▶ Texte fourni:
Où est la maison de mon ami ? nous promène à travers les hameaux des petits villages de l’Iran du nord, en compagnie d'Ahmed qui cherche la maison son ami, Nematzadeh, pour lui rendre son cahier emporté par mégarde. S’il ne lui ramène pas à temps, l’enfant sera expulsé de l’école pour ne pas avoir fait ses devoirs dans le cahier de classe selon l’exigence du maître de la classe. Défilent sous nos yeux les murs en briques de terre ; les animaux qui se promènent dans les rues : poules, vaches, ânes, chèvres ; les gens pris par leurs tâches quotidiennes.


Un peu léger comme sujet de film ! Et pourtant on ne s’ennuie pas car cette histoire ressemble à un conte initiatique. Le premier pas de cette quête de Ahmed commençant par la désobéissance aux adultes puis par la montée d’une colline qui semble à peine réelle tant son aspect semble sortir tout droit d’un décor de film fantastique. Colline que Ahmed gravit en courant le long de son sentier en zig zag. Ce sentier tellement typé a été créé par l'équipe de tournage pour évoquer une route sans fin, aboutissant apparemment nulle part mais conduisant malgré tout quelque part. C'est le genre de route qui peut conduire à de nombreux autres lieux. Comme l'explique le réalisateur:



il y a de nombreuses autoroutes qui ne conduisent pas aussi loin que ce sentier.

▶ Consigne écrite 1:
Indiquez si chacune des affirmations suivantes concorde avec le texte fourni, en justifiant par une citation exacte de celui-ci : (a) Ahmed cherche la maison de son ami pour lui rapporter son cahier ; (b) le sentier en zigzag de la colline existait avant le tournage ; (c) le texte fourni affirme qu'on s'ennuie devant ce film.

▶ Données extraites:
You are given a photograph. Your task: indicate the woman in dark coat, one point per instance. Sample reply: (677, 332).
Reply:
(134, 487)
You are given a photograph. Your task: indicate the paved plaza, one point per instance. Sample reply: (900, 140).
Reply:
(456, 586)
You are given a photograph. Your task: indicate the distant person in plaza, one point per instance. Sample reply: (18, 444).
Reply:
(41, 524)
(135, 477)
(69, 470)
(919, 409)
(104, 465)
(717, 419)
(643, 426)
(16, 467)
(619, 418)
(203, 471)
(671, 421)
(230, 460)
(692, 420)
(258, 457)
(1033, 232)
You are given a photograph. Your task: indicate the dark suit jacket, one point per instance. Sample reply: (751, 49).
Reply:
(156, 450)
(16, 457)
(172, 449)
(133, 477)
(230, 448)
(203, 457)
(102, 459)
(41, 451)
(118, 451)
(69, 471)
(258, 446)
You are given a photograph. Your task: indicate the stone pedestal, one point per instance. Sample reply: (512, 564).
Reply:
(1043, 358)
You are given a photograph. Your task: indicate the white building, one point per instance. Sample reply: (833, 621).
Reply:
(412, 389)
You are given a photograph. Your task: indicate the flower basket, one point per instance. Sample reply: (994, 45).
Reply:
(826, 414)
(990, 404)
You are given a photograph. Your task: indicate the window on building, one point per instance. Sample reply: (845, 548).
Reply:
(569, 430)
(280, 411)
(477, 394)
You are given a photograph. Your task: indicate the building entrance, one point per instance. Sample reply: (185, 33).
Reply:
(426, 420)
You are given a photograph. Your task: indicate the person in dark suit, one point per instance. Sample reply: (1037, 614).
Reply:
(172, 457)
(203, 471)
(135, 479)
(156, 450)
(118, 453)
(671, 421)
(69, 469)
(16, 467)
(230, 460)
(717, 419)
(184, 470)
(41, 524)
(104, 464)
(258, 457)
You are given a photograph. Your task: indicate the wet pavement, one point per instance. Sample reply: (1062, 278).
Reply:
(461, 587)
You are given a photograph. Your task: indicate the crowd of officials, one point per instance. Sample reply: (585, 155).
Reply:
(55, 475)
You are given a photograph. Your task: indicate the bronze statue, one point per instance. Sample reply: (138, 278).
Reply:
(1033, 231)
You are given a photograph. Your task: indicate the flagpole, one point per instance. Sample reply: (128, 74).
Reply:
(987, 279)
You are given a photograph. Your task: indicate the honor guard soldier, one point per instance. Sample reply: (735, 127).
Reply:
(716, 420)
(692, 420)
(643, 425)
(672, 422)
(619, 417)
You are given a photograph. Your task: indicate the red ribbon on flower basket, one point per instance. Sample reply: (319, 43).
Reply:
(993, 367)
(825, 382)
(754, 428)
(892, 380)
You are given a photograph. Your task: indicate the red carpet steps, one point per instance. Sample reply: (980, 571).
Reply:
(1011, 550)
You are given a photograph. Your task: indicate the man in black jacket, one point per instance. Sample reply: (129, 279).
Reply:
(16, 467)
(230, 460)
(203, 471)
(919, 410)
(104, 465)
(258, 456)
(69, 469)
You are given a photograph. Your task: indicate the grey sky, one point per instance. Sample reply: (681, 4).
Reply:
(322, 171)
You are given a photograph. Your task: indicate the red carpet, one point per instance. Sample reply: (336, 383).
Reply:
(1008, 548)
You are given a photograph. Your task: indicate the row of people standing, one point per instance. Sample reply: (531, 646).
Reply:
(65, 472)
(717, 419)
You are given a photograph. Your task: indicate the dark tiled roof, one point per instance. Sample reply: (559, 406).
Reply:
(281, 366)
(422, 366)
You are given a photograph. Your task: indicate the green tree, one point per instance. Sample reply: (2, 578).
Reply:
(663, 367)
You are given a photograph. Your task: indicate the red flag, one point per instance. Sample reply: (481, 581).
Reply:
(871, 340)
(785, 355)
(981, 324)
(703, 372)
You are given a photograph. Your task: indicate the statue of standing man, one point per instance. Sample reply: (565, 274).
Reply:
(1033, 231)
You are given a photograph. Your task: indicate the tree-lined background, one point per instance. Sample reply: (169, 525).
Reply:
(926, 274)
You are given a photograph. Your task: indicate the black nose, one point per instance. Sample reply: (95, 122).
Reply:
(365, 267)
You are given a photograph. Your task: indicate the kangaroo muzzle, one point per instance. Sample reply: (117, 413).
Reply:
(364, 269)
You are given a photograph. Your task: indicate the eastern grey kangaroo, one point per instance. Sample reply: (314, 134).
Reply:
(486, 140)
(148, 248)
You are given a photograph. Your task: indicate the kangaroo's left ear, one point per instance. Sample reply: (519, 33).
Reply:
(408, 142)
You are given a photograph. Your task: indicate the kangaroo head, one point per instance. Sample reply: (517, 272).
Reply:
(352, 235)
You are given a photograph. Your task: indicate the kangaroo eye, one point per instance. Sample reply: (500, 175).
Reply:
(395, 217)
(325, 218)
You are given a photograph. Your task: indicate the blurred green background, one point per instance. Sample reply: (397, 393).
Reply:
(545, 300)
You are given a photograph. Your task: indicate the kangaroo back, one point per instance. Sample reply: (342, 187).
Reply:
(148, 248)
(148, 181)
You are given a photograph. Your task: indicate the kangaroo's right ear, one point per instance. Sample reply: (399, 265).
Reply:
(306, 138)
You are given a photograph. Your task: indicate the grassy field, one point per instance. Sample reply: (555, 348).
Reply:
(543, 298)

▶ Consigne écrite 2:
Dans les lignes de données, recopiez à l'identique celles qui vont de la ligne contenant « You are given a photograph. Your task: indicate the honor » jusqu'à la ligne contenant « (1011, 550) », ces deux lignes comprises.

▶ Réponse attendue 1:
(a) Oui : « pour lui rendre son cahier emporté par mégarde ».
(b) Non : « Ce sentier tellement typé a été créé par l'équipe de tournage ».
(c) Non : « Et pourtant on ne s’ennuie pas ».

▶ Réponse attendue 2:
You are given a photograph. Your task: indicate the honor guard soldier, one point per instance. Sample reply: (735, 127).
Reply:
(716, 420)
(692, 420)
(643, 425)
(672, 422)
(619, 417)
You are given a photograph. Your task: indicate the red ribbon on flower basket, one point per instance. Sample reply: (319, 43).
Reply:
(993, 367)
(825, 382)
(754, 428)
(892, 380)
You are given a photograph. Your task: indicate the red carpet steps, one point per instance. Sample reply: (980, 571).
Reply:
(1011, 550)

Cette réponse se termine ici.